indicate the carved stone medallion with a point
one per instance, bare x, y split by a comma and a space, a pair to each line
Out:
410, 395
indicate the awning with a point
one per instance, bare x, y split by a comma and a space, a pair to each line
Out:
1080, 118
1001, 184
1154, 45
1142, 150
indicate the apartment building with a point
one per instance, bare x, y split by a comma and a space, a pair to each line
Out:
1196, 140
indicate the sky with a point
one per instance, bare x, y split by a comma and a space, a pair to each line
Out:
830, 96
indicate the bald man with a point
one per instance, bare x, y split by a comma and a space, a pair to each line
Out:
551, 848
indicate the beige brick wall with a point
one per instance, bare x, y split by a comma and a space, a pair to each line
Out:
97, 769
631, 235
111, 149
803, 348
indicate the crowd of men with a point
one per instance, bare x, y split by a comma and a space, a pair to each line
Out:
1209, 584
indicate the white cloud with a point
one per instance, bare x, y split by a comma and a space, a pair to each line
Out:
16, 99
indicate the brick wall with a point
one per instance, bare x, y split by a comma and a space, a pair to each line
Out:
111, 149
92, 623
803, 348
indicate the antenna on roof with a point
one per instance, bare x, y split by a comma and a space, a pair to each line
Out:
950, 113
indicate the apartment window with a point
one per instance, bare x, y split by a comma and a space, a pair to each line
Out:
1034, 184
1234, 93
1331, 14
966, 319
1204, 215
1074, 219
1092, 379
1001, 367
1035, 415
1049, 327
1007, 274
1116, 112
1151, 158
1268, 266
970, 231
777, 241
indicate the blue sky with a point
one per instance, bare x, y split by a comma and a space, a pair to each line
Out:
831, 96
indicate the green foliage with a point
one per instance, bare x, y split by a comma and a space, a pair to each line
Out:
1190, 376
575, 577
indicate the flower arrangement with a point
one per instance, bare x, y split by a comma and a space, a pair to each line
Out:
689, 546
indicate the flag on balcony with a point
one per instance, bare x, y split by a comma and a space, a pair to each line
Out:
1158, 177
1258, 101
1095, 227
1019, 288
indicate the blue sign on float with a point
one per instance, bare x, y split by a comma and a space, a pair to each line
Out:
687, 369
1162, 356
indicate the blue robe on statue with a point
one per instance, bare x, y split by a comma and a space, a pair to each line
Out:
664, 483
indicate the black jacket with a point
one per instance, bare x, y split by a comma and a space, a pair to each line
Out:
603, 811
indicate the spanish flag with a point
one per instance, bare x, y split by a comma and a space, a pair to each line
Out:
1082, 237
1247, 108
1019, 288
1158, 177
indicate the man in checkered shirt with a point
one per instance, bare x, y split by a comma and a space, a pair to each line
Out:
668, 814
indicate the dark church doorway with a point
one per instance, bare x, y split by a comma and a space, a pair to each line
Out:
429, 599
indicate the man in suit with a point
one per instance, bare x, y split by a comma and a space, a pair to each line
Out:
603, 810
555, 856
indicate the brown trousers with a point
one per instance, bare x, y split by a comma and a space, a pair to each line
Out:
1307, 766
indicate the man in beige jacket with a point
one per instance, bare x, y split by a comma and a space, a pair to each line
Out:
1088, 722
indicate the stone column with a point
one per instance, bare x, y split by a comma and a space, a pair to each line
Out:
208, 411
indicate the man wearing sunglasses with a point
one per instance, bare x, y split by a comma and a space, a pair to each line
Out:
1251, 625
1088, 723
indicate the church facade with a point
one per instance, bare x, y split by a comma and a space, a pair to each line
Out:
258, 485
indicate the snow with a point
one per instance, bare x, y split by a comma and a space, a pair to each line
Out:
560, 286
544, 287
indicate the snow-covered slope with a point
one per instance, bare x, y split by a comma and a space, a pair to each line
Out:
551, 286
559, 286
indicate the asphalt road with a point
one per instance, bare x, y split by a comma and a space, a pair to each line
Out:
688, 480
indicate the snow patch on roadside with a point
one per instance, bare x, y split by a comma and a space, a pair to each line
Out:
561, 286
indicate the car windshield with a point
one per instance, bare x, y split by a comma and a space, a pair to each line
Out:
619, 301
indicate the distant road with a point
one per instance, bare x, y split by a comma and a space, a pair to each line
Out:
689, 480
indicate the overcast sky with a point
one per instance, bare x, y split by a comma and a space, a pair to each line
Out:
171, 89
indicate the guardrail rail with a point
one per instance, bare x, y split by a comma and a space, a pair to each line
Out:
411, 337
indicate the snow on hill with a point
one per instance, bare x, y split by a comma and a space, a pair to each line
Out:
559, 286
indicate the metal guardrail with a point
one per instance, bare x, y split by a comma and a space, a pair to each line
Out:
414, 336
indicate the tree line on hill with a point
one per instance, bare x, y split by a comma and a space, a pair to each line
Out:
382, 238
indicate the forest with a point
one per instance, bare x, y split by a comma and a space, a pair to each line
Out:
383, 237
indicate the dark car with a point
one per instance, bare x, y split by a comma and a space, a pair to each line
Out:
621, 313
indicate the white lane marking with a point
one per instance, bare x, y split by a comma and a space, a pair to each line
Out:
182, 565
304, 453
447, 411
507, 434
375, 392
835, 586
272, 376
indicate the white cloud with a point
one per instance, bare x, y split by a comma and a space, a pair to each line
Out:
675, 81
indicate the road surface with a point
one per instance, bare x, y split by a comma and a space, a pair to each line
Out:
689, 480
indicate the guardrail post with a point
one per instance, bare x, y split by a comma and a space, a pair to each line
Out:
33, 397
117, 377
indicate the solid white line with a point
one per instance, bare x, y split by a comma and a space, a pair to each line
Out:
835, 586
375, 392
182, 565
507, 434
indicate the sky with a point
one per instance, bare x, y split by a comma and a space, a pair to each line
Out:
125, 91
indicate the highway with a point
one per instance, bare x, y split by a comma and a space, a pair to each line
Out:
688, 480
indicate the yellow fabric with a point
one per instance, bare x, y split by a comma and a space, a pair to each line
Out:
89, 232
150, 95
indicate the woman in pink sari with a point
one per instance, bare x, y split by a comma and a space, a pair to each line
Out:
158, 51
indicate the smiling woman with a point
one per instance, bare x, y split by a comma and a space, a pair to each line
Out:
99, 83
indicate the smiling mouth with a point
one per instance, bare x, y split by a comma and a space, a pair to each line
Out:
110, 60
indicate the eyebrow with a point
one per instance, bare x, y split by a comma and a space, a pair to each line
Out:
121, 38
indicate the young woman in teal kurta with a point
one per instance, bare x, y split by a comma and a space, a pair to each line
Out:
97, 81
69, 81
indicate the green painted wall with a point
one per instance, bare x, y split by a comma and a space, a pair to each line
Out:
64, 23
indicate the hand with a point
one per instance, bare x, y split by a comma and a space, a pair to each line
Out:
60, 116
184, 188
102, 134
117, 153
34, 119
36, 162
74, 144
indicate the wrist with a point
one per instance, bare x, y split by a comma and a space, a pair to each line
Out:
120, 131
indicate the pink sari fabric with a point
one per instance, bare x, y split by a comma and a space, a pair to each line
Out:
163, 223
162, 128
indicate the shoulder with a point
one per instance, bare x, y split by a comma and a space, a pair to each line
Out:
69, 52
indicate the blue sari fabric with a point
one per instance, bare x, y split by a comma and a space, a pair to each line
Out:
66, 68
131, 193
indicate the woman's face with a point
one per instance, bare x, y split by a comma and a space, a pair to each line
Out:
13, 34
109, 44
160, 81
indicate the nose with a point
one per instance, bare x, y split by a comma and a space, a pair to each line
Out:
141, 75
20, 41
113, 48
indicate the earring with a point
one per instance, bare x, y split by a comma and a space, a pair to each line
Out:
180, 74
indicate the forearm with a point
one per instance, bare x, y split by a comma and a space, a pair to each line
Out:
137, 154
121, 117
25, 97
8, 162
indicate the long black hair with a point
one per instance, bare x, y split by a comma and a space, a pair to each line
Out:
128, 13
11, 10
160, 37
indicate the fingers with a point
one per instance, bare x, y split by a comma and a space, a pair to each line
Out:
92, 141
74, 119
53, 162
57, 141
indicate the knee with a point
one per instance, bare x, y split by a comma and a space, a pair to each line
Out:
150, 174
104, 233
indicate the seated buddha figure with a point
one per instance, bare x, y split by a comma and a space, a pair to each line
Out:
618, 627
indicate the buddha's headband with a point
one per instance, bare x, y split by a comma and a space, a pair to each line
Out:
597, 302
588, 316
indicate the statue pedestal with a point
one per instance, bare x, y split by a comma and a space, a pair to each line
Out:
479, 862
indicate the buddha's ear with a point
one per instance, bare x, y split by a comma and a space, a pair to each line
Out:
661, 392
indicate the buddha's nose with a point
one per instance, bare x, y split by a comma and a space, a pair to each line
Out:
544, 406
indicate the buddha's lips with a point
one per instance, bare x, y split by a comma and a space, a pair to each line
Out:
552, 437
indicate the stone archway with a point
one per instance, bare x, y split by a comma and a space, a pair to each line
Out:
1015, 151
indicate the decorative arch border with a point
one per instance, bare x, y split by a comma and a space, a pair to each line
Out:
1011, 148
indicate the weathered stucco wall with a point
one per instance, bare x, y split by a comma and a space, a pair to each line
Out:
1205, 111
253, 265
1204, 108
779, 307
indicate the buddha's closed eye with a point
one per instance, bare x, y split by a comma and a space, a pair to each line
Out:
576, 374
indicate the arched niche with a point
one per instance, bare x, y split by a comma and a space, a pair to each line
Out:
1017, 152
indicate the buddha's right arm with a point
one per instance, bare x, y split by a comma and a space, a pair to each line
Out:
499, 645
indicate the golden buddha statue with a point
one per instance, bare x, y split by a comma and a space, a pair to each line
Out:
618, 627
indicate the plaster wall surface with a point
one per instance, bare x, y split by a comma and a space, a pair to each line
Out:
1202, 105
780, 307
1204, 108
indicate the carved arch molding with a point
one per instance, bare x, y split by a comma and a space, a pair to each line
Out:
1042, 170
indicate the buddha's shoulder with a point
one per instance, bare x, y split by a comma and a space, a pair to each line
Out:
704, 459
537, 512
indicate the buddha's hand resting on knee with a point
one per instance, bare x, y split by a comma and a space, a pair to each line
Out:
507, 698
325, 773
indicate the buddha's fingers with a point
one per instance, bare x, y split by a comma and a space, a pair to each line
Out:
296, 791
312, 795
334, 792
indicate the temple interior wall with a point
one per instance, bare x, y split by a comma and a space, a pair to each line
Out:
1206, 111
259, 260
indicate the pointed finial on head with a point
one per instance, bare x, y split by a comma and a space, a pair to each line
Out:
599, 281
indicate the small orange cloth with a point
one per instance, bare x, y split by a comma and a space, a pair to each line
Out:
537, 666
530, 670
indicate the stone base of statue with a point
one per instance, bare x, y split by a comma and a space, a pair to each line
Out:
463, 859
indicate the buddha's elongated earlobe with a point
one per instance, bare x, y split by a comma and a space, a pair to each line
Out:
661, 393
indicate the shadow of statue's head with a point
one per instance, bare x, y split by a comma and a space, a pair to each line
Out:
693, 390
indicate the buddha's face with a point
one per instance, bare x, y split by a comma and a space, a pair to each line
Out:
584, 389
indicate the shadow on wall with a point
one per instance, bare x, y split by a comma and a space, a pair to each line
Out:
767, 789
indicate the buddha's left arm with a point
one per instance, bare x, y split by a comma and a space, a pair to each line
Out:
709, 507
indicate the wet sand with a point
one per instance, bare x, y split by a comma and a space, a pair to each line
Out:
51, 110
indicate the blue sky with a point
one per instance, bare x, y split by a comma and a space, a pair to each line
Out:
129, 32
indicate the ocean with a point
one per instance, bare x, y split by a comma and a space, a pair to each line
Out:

□ □ □

What you will do: Write out the lines above, starting at the line that contains "indicate the stone base" and ending with the final line, and nothing else; copy them exactly.

Result below:
indicate the stone base of statue with a point
one per instance, bare x, y split by a comma and a space, a pair to each line
Out:
463, 859
indicate the buddha's elongated earlobe with a point
one per instance, bare x, y split by a comma and a space, a pair to each line
Out:
661, 393
indicate the shadow of statue's head with a point
one per instance, bare x, y split by a comma and a space, a pair to each line
Out:
693, 390
indicate the buddha's face with a point
one per instance, bare x, y split by a comma and a space, a pair to each line
Out:
584, 389
indicate the shadow on wall with a point
one per instance, bare x, y split by a comma and a space, a pair to each line
Out:
767, 789
indicate the buddha's left arm with a point
one per instance, bare x, y split by a comma and a space, a pair to each line
Out:
709, 507
indicate the wet sand with a point
one per instance, bare x, y split by a comma and a space, a pair to each line
Out:
51, 110
indicate the blue sky with a point
one per instance, bare x, y split by a comma and a space, a pair to each line
Out:
129, 32
indicate the ocean with a point
one per instance, bare x, y split by a comma and a space, a pair to each line
Out:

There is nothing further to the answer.